# What is needed
In the entries that follow, the lines from the one with "TARGET = string light on tree" through the one with "TARGET = stone wall" are the ones to write out, exactly and with both ends included. Nothing else should appear.

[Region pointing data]
BEGIN

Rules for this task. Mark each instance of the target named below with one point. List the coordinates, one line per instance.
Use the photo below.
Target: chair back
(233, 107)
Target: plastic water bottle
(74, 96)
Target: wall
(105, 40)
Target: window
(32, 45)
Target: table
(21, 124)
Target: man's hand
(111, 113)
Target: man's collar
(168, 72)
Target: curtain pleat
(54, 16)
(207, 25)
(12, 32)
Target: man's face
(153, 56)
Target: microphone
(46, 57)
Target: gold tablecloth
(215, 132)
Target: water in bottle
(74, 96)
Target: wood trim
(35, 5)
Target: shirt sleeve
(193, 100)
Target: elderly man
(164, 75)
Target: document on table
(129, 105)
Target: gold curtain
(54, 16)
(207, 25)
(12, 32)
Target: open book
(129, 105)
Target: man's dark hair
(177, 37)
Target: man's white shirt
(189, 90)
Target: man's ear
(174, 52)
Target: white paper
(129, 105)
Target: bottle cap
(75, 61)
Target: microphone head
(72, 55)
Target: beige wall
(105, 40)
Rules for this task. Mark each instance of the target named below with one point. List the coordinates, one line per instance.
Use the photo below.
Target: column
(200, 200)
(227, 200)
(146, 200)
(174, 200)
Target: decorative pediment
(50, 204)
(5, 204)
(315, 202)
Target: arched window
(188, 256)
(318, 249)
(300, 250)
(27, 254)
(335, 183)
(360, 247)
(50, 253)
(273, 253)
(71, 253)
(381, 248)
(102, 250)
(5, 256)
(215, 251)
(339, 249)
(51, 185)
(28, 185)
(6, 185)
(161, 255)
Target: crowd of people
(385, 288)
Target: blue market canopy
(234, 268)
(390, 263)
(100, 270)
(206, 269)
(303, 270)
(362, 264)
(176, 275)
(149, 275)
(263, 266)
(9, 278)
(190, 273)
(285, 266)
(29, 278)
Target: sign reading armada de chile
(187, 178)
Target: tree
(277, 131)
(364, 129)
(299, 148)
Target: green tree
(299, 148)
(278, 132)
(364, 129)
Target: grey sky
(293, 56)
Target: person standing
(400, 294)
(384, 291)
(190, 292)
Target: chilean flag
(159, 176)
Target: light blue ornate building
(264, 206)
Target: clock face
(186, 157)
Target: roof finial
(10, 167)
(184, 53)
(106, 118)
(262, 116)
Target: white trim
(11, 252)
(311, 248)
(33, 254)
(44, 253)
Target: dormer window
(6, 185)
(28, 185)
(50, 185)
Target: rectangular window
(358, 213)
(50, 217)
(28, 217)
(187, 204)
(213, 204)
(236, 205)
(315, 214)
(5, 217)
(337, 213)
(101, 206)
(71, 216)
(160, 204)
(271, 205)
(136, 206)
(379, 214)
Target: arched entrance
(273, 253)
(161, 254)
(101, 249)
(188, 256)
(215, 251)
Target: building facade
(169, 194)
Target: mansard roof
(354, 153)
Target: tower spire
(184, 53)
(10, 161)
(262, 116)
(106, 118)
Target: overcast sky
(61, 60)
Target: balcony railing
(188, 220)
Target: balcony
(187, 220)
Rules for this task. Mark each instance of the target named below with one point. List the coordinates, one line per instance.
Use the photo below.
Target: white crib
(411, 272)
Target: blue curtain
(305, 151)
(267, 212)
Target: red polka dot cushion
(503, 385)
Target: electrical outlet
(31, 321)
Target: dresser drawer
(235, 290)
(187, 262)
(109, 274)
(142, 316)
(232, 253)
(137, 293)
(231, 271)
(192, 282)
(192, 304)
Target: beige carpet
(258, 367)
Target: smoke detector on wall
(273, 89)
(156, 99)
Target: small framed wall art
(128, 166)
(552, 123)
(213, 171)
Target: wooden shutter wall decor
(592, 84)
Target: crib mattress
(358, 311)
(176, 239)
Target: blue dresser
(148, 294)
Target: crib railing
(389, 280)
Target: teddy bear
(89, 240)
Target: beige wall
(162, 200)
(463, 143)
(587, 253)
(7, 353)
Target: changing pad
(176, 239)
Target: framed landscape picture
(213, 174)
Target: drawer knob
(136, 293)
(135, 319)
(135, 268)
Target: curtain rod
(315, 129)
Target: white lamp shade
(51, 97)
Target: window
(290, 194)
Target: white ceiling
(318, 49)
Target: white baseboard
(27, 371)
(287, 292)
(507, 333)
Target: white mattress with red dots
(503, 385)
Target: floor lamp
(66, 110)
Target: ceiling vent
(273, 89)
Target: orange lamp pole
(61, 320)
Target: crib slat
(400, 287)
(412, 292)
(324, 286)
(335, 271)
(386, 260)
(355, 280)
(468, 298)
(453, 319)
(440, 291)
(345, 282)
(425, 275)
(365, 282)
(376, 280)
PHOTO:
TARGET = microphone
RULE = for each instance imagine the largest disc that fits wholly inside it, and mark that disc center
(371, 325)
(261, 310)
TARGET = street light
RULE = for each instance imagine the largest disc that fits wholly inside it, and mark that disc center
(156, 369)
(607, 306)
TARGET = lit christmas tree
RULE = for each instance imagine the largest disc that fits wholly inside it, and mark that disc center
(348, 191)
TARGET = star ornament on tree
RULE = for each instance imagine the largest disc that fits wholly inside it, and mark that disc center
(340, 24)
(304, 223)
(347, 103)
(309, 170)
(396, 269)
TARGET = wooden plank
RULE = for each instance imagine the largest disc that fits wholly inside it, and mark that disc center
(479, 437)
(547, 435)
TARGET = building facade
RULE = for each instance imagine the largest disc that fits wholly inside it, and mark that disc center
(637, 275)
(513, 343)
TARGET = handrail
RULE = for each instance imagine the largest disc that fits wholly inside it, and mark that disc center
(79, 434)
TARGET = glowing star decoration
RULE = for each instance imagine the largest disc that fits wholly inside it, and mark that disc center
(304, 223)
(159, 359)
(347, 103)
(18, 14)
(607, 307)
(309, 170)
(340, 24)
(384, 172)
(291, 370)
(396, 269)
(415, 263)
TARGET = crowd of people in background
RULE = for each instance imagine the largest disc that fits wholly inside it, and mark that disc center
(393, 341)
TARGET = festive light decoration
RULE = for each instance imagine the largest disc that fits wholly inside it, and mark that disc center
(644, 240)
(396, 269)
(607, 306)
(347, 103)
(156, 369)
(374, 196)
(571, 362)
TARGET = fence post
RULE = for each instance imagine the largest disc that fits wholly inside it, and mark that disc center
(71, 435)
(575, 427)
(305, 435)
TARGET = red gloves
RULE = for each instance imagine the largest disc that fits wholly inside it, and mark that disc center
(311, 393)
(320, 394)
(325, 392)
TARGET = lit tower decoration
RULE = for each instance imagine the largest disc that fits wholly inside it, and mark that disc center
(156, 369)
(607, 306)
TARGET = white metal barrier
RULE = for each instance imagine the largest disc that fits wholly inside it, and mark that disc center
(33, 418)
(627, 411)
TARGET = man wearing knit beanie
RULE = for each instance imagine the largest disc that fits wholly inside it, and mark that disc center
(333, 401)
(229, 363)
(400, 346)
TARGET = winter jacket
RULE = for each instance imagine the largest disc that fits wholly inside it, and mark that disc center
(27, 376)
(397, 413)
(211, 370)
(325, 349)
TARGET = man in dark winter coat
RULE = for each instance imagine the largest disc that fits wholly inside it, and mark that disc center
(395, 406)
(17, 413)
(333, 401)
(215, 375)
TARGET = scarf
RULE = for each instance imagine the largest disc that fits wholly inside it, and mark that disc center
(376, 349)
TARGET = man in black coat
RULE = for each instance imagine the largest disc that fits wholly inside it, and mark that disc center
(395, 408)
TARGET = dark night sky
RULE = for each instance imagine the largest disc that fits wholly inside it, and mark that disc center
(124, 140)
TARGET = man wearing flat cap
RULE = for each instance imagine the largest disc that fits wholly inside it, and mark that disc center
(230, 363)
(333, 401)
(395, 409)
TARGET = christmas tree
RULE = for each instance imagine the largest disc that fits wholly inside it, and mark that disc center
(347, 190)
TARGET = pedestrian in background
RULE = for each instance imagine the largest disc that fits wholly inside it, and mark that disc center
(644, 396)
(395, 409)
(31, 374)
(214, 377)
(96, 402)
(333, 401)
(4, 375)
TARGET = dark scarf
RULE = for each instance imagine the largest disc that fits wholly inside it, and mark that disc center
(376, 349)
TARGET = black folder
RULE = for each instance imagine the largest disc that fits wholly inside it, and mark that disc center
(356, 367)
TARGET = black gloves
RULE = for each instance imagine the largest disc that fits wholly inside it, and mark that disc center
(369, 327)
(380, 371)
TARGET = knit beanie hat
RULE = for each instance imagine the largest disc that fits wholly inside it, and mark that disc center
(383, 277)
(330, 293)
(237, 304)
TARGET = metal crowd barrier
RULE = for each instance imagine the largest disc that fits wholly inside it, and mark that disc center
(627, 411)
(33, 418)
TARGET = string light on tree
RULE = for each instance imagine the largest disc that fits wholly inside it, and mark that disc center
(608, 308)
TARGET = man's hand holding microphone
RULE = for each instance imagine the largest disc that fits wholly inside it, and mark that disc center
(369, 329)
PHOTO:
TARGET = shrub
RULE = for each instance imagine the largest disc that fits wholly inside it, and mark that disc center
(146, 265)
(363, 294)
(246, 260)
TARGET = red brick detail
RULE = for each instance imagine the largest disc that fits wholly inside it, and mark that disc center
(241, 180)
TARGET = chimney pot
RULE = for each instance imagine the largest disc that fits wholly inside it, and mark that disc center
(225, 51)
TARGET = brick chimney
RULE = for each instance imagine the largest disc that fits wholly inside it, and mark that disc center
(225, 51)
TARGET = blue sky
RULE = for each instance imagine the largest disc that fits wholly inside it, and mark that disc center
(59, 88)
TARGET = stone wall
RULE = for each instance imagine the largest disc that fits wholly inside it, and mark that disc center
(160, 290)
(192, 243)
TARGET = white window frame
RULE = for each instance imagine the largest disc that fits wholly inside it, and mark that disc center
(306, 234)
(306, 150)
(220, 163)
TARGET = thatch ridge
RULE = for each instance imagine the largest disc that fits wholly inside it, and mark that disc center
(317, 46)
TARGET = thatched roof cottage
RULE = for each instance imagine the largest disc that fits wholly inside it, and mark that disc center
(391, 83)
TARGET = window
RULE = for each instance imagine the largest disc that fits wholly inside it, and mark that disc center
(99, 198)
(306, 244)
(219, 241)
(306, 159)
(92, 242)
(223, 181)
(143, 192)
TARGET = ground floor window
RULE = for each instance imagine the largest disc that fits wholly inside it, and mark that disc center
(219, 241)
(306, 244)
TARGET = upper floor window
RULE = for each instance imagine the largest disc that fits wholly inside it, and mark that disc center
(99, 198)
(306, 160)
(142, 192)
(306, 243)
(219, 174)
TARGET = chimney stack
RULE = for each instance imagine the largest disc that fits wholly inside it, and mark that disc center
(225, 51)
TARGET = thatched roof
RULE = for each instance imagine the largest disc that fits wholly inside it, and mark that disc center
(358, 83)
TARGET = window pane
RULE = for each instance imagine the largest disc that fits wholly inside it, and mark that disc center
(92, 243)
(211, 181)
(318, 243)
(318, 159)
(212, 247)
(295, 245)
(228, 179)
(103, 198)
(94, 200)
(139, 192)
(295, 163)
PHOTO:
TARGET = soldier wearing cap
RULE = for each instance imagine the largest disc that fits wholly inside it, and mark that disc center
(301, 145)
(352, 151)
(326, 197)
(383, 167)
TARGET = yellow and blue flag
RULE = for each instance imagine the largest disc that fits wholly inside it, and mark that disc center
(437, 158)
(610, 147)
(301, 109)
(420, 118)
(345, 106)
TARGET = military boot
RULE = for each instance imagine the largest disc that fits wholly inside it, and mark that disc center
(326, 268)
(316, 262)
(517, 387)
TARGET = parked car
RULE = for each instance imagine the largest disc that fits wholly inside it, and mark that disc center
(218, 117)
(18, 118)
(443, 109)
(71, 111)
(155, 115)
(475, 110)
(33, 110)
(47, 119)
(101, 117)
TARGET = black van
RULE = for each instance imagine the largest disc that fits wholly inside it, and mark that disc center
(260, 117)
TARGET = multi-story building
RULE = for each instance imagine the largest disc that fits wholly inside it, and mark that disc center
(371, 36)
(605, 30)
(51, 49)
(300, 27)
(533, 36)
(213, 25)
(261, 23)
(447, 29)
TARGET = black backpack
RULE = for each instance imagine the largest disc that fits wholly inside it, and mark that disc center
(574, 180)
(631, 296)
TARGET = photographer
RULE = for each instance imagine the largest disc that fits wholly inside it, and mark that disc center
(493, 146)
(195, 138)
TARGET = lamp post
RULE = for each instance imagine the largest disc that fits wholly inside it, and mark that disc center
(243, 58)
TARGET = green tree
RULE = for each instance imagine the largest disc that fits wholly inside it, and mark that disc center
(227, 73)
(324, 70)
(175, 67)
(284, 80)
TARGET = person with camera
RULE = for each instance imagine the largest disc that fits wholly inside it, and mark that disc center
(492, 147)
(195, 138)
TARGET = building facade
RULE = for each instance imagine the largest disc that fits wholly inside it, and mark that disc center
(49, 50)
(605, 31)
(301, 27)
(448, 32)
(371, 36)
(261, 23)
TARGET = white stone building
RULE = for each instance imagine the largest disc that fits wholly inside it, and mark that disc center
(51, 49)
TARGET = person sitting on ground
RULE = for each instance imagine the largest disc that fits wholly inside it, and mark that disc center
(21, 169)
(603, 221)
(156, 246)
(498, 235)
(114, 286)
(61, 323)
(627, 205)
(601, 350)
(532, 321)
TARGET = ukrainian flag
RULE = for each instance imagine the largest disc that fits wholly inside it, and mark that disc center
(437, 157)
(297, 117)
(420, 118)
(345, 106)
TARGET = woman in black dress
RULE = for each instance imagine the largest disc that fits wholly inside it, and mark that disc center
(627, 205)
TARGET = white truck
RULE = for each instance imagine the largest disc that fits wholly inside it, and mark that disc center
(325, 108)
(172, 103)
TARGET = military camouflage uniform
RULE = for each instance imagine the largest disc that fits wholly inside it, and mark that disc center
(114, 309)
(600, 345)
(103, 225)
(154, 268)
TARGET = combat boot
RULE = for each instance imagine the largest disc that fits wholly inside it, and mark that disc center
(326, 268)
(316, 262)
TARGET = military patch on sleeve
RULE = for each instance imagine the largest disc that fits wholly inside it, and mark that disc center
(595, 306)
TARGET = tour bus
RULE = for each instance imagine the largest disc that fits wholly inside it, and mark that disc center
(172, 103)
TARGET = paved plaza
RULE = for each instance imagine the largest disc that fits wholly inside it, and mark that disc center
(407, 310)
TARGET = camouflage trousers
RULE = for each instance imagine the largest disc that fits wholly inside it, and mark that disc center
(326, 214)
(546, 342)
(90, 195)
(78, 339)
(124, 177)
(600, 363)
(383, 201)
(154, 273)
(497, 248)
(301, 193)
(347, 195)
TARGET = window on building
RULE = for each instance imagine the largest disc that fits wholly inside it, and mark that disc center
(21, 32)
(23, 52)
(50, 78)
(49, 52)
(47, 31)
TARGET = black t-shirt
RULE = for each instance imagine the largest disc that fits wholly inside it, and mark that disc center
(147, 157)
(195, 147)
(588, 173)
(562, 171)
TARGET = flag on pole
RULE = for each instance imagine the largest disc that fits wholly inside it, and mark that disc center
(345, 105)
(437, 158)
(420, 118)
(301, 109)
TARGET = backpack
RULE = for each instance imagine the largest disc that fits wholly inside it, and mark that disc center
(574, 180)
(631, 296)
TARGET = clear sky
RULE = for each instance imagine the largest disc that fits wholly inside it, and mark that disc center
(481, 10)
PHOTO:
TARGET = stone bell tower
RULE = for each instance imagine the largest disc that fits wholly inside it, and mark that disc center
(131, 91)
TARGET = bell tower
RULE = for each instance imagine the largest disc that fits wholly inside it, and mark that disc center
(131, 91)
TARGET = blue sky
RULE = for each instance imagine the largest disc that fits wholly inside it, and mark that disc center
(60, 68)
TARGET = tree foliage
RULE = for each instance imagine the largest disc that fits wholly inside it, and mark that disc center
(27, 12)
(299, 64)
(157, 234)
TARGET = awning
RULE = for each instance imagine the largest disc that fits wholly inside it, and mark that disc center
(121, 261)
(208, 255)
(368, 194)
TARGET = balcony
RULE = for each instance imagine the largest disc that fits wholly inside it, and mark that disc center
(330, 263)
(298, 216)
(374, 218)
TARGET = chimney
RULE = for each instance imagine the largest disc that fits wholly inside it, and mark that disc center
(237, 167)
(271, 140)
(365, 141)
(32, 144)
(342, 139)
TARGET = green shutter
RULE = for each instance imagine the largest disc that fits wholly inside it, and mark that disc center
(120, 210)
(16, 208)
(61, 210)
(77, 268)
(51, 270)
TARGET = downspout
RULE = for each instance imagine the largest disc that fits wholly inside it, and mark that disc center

END

# Expected answer
TARGET = string light on tree
RULE = for each instance imagine the largest disc that fits wholly inside it, and mark that disc center
(608, 308)
TARGET = man's hand holding microphone
RULE = for each instance imagine the largest disc that fits wholly inside it, and mark that disc center
(369, 329)
PHOTO:
TARGET = shrub
RULE = for each instance imagine the largest disc that fits wholly inside it, and mark that disc center
(146, 265)
(363, 294)
(246, 260)
TARGET = red brick detail
RULE = for each instance imagine the largest disc that fits wholly inside it, and mark that disc center
(241, 180)
TARGET = chimney pot
RULE = for each instance imagine the largest disc that fits wholly inside it, and mark that disc center
(225, 51)
TARGET = brick chimney
RULE = for each instance imagine the largest disc that fits wholly inside it, and mark that disc center
(225, 51)
TARGET = blue sky
RULE = for each instance imagine the largest disc that fits wholly inside it, and mark that disc center
(59, 88)
TARGET = stone wall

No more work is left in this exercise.